▶ [PASSAGE TO READ]:
[apologetically] Hey guys…
So yeah, I hope you’ve been keeping up with what I’ve been up to at Hell Gate. I originally imagined keeping this blog going at a weekly or fortnightly-ish pace, but as I probably should have predicted, not only is having a full-time job a full-time job, a lot of what I do there overlaps with this blog’s purview. I still want to do it though! How to Party is, at least in my mind, a little different, looser and wackier than my Leave Your Apartment column there. Plus, it’s not all about New York!
On that note, I thought I’d press this blog’s claim with a little ditty about some shows by out of towners I saw a few weeks ago: Hattiesburg’s MSPAINT, East Orange’s Cookiee Kawaii, and Ewing’s GEL:
GEL, the hardcore punk band from Ewing, New Jersey, stomped through their set at the back of metal bar St. Vitus (to get there, go through an unmarked black door on Manhattan Avenue near Greenpoint's… point, turn left at the scowling bartender with waist-length hair and wrist-length arm tattoos, and climb into the music hall, breathing in the 15 degree climb of accumulated body heat).
GEL were potent. God, I love non-dogmatic hardcore. I love a soft piano interlude that accentuates the connection between moshing and crying, and a little Sopranos sample. Why did we ever do it the other way–what kind of lunkhead loser thinks hip hop corrupts punk? Openers included swaggy NYHC mainstays Dog Breath, Rhode Island's Peace Trust ("how about some movement? Act like you fucking like us"), and a surprising and captivating fusion of punk, noise and rap-rock from Mississippi's M.S. Paint–check them out.

▶ [DIRECTIONS]:
1. Answer these questions about the blog post.
(a) What is the name of the writer's column at Hell Gate?
(b) What town is the hardcore punk band GEL from?
(c) Which opening band came from Rhode Island?
2. Reproduce the blog post word for word, starting at "[apologetically] Hey guys…" and ending at "about New York!".

Saved entries:

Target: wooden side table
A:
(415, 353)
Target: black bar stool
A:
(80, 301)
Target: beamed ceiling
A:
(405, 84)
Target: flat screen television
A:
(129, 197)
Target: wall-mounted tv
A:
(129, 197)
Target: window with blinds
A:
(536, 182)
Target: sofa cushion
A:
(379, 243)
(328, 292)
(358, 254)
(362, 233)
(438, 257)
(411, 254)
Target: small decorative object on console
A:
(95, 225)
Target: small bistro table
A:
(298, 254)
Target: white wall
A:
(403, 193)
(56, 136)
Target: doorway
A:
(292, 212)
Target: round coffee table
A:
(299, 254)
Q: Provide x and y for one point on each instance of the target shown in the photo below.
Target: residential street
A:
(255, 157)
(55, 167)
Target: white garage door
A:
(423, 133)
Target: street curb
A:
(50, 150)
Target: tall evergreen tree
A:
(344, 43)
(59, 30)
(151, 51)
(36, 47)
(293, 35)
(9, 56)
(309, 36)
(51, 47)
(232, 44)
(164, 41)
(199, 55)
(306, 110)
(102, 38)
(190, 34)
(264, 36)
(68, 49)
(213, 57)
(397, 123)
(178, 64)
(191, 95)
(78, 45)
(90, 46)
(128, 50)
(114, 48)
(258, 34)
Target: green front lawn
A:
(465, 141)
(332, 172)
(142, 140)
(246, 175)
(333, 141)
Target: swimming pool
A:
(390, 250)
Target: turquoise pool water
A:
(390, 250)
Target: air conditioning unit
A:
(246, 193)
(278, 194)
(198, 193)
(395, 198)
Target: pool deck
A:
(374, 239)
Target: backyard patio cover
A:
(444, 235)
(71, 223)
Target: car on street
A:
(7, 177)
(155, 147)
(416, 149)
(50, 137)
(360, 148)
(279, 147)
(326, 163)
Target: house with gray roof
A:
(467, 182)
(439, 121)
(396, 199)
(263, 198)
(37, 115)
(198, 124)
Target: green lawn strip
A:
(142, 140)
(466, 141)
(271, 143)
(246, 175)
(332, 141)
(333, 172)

▶ [ANSWERS FOR EACH ITEM]:
1.
(a) Leave Your Apartment
(b) Ewing, New Jersey
(c) Peace Trust

2.
[apologetically] Hey guys…
So yeah, I hope you’ve been keeping up with what I’ve been up to at Hell Gate. I originally imagined keeping this blog going at a weekly or fortnightly-ish pace, but as I probably should have predicted, not only is having a full-time job a full-time job, a lot of what I do there overlaps with this blog’s purview. I still want to do it though! How to Party is, at least in my mind, a little different, looser and wackier than my Leave Your Apartment column there. Plus, it’s not all about New York!